> Stated exercise:
Drop the pictures, then extract the listing word for word.

Items from a dataset
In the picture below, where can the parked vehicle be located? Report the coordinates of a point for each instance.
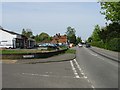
(80, 45)
(88, 45)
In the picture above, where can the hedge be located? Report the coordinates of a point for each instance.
(113, 44)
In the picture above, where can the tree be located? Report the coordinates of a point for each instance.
(111, 10)
(78, 40)
(43, 37)
(28, 33)
(96, 33)
(71, 35)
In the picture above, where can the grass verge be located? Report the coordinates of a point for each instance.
(71, 51)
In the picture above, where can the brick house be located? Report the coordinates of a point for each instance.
(10, 39)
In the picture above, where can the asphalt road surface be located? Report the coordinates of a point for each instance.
(88, 70)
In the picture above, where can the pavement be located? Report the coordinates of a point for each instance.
(100, 70)
(106, 53)
(86, 69)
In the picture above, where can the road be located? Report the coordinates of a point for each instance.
(88, 70)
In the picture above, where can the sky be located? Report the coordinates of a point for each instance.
(52, 17)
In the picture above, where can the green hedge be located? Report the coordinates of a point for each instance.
(113, 44)
(99, 44)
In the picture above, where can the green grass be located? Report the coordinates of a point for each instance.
(19, 51)
(71, 51)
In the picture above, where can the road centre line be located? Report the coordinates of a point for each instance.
(46, 75)
(74, 70)
(78, 66)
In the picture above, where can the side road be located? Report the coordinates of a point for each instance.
(57, 58)
(106, 53)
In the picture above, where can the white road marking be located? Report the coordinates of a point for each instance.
(84, 76)
(46, 75)
(74, 70)
(92, 86)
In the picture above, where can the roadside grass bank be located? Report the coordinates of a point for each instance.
(31, 53)
(72, 51)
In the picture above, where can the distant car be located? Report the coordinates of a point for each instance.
(88, 45)
(80, 45)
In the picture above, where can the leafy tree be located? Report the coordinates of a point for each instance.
(111, 10)
(71, 35)
(37, 38)
(28, 33)
(89, 39)
(43, 37)
(78, 40)
(95, 36)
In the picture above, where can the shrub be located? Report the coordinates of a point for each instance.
(99, 44)
(113, 44)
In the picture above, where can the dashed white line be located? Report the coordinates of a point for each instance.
(84, 76)
(74, 70)
(46, 75)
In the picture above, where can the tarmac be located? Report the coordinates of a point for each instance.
(56, 58)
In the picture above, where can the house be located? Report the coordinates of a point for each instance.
(9, 39)
(59, 39)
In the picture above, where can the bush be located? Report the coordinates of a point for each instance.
(113, 44)
(99, 44)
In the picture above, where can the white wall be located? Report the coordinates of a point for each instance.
(5, 36)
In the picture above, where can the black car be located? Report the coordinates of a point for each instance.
(88, 45)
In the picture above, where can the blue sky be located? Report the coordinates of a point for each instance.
(52, 17)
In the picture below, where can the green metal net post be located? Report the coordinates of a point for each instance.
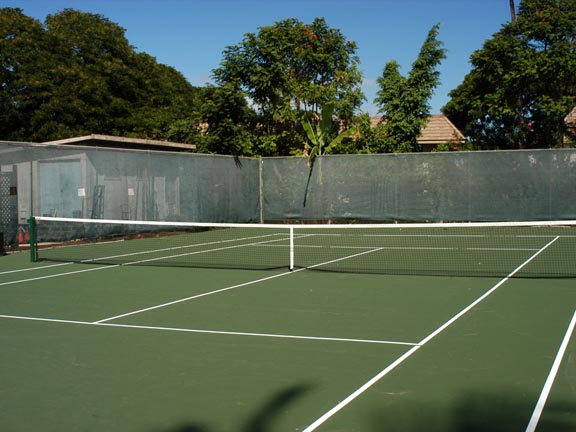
(32, 231)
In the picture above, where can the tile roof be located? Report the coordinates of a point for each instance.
(570, 119)
(439, 129)
(123, 142)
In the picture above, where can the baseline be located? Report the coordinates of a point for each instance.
(218, 332)
(551, 377)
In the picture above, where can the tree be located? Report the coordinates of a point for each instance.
(321, 138)
(77, 74)
(288, 68)
(23, 54)
(404, 101)
(522, 82)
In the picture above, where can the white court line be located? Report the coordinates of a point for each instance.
(35, 268)
(218, 332)
(129, 263)
(551, 377)
(195, 297)
(232, 287)
(334, 410)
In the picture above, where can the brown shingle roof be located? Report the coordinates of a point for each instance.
(570, 119)
(438, 130)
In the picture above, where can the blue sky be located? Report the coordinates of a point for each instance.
(190, 35)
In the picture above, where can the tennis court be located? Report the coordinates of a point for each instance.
(380, 341)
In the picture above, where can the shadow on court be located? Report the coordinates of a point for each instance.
(263, 420)
(473, 412)
(499, 411)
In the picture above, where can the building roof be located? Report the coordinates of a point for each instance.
(123, 142)
(570, 119)
(438, 130)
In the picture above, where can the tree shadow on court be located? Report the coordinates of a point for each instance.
(263, 420)
(498, 411)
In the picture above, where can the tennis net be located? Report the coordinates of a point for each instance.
(516, 249)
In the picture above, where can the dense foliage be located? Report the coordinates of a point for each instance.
(523, 80)
(77, 74)
(290, 68)
(404, 101)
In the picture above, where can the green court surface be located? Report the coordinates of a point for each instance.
(150, 348)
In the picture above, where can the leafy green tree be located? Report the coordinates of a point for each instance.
(522, 82)
(404, 101)
(288, 68)
(321, 137)
(24, 58)
(78, 74)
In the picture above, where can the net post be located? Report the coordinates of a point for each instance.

> The answer:
In the picture below, where can the parked vehicle be located? Report the coordinates of a point for each instance.
(80, 45)
(88, 45)
In the picture above, where can the hedge be located? Report the coordinates of a point for each instance.
(113, 44)
In the picture above, where can the tree be located? Report the coordinates of a point for each instance.
(111, 10)
(78, 40)
(43, 37)
(28, 33)
(96, 33)
(71, 35)
In the picture above, where can the grass verge be located? Report the coordinates of a point for each instance.
(71, 51)
In the picture above, where can the brick house be located? Report the coordinates of a point for each instance.
(10, 39)
In the picture above, where can the asphalt road surface be located? Report the coordinates of a point for each instance.
(88, 70)
In the picture above, where can the pavement be located? Report the coordinates of a point for each instance.
(100, 70)
(106, 53)
(86, 69)
In the picture above, where can the road be located? Report the coordinates of a point for each instance.
(88, 70)
In the picture above, where can the sky be located? Report the coordinates of a point for each instance.
(52, 17)
In the picture above, where can the green hedge be located? Report the coordinates of a point for each instance.
(113, 44)
(99, 44)
In the picture above, where can the green grass be located? Report the coordinates of a point for each instance.
(19, 51)
(71, 51)
In the picture above, where can the road centre line be located? Report the coordinates of a point for each instance.
(46, 75)
(74, 70)
(78, 66)
In the picture above, where can the side road be located? Report the coordinates of a point for each instance.
(57, 58)
(106, 53)
In the picture above, where can the white road marking be located? Report the coordinates of a point for each instance.
(84, 76)
(46, 75)
(74, 70)
(92, 86)
In the picture above, where can the roadside grass bank be located? Report the coordinates of a point for each instance.
(31, 53)
(72, 51)
In the picture above, where can the distant car be located? Report the coordinates of a point for each instance.
(88, 45)
(80, 45)
In the picture above, where can the leafy tree be located? Report the coordinates of a point for each instance.
(111, 10)
(71, 35)
(37, 38)
(28, 33)
(89, 39)
(43, 37)
(78, 40)
(95, 36)
In the picture above, where can the shrub be located? Report the coordinates of a point for each instance.
(99, 44)
(113, 44)
In the picture above, where can the dashed white line be located? Report the coordinates of a point for each instance.
(84, 76)
(74, 70)
(46, 75)
In the picture above, where can the tarmac be located? Report the coordinates of a point for each instance.
(56, 58)
In the picture above, where can the house be located? Report the coordinates of a point for each instance.
(9, 39)
(59, 39)
In the picture above, where can the bush be located? Report the coordinates of a point for each instance.
(113, 44)
(99, 44)
In the picture above, where can the white wall be located? Report the coordinates of a point for each instance.
(5, 36)
In the picture above, where can the black car be located? Report the coordinates of a point for each instance.
(88, 45)
In the picture above, where can the blue sky be located? Report the coordinates of a point for each instance.
(52, 17)
In the picture below, where can the green metal net post be located? Report the coordinates of a point for each instance.
(32, 231)
In the picture above, where can the tile roof be located? Report the coordinates of a point for each instance.
(570, 119)
(439, 129)
(123, 142)
In the picture above, where can the baseline be located? Report the coordinates of a point for each instance.
(218, 332)
(551, 377)
In the picture above, where can the tree be located? Report the coordinates of a point for each instance.
(321, 138)
(77, 74)
(288, 68)
(23, 54)
(404, 101)
(522, 82)
In the picture above, where can the white court line be located? Report the coordinates of a point for each instance.
(35, 268)
(218, 332)
(129, 263)
(551, 377)
(195, 297)
(232, 287)
(334, 410)
In the picture above, where can the brown shingle roof be located? Report the coordinates of a point for each instance.
(570, 119)
(438, 130)
In the picture above, where can the blue sky be located? Report the coordinates of a point for each instance.
(190, 35)
In the picture above, where can the tennis court be located? Report the coordinates of a point for each instance.
(380, 341)
In the picture above, where can the shadow on court be located? Report the coordinates of a point for each instance.
(263, 420)
(473, 412)
(499, 411)
In the picture above, where can the building roof be located? Report the coordinates of a point for each instance.
(123, 142)
(570, 119)
(438, 130)
In the picture above, where can the tree shadow on court be located? Report the coordinates of a point for each instance.
(263, 420)
(498, 411)
In the picture above, where can the tennis net be located? Report the coordinates of a point for each instance.
(516, 249)
In the picture above, where can the dense foliage be located? Report the coordinates of a point for each instance.
(523, 80)
(77, 74)
(290, 68)
(404, 101)
In the picture above, where can the green court surface be located? Report the coordinates of a point for each instance.
(150, 348)
In the picture above, where can the leafy green tree be located? Report the coordinates of a point for each instance.
(522, 82)
(404, 101)
(288, 68)
(321, 137)
(24, 58)
(78, 74)
In the picture above, where can the net post be located? Report the coordinates of a point for each instance.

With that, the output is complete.